> **Task instructions**
Down to the last line, reproduce the records exactly.

Start of Records for this exercise

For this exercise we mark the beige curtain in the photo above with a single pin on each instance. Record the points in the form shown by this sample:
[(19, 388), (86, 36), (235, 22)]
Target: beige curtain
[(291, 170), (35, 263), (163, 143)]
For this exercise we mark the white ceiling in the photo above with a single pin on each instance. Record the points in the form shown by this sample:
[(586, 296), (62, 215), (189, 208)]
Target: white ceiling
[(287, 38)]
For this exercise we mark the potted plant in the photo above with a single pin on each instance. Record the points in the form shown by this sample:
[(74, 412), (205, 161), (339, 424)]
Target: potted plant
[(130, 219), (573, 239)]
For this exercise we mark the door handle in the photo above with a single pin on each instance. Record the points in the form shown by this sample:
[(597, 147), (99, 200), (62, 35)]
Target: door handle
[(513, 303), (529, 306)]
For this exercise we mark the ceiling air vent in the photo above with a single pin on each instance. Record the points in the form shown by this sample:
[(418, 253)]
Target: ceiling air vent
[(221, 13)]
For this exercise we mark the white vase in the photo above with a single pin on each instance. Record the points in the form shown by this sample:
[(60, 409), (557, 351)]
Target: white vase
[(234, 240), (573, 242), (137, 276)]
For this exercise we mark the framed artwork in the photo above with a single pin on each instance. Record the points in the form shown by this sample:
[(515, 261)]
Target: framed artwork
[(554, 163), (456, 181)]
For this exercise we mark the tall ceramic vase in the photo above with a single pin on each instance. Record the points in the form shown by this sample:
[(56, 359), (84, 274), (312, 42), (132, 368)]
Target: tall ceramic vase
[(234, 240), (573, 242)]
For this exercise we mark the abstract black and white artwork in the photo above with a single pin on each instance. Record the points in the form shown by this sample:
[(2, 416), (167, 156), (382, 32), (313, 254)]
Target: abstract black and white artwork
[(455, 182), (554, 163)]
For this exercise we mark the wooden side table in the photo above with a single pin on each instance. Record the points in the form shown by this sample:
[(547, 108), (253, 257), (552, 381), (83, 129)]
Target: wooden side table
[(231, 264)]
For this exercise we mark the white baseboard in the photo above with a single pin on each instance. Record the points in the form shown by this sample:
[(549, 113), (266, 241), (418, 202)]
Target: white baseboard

End of Records for this exercise

> **Exercise result**
For this exercise we mark the beige curtain in the photo above with a single pin on each instance. Record the points in the form shown by this sample:
[(19, 388), (86, 36), (235, 22)]
Target: beige curtain
[(291, 170), (35, 263), (163, 143)]
For this exercise we mark the white ceiling in the photo above with a single pin on each instance. Record the points in the form shown by this sample:
[(586, 296), (62, 215), (189, 208)]
Target: white ceiling
[(287, 38)]
For this exercise we mark the potted plant in the photo above with a single pin on each instance. Record the points in the form shown by this sample:
[(74, 412), (205, 161), (339, 424)]
Target: potted plant
[(130, 219), (573, 239)]
For this exercise we mark the door handle in the photo above with a single pin on each instance. Record the points in the form shown by this sample:
[(597, 147), (99, 200), (62, 35)]
Target: door handle
[(513, 303), (529, 306)]
For this exercise we mark the ceiling air vent in the photo above with a single pin on each instance. Record the points in the form shown by this sample:
[(418, 253)]
Target: ceiling air vent
[(221, 13)]
For this exercise we mark the white vase in the photo above with a single pin on each instance. Record the points in the form shown by this sample:
[(60, 409), (557, 351)]
Target: white vase
[(234, 240), (573, 242), (137, 276)]
For this exercise we mark the framed artwork in the photo above with a single pin on each instance. Record the points in the form shown by this sample:
[(515, 261)]
Target: framed artwork
[(554, 163), (456, 181)]
For this exercise we mark the tall ceramic vase in the photo above with a single pin on each instance. Record the points in the form shown by this sample:
[(56, 359), (84, 274), (312, 42), (132, 368)]
Target: tall ceramic vase
[(234, 240), (573, 242)]
For this exercise we mark the abstract black and white artwork in the photo above with a single pin on each instance. Record the points in the form shown by this sample:
[(2, 416), (167, 156), (382, 32), (313, 254)]
Target: abstract black and white artwork
[(455, 182), (554, 163)]
For this exercise we mark the wooden side table in the photo above with a single pin on each instance. Record the points in the form shown by this sample:
[(547, 108), (253, 257), (552, 381), (83, 129)]
Target: wooden side table
[(231, 264)]
For this exercise we mark the white baseboard in the photo above with a single pin on each instance. Record the points in the form shown by this sample:
[(549, 113), (266, 241), (418, 202)]
Target: white baseboard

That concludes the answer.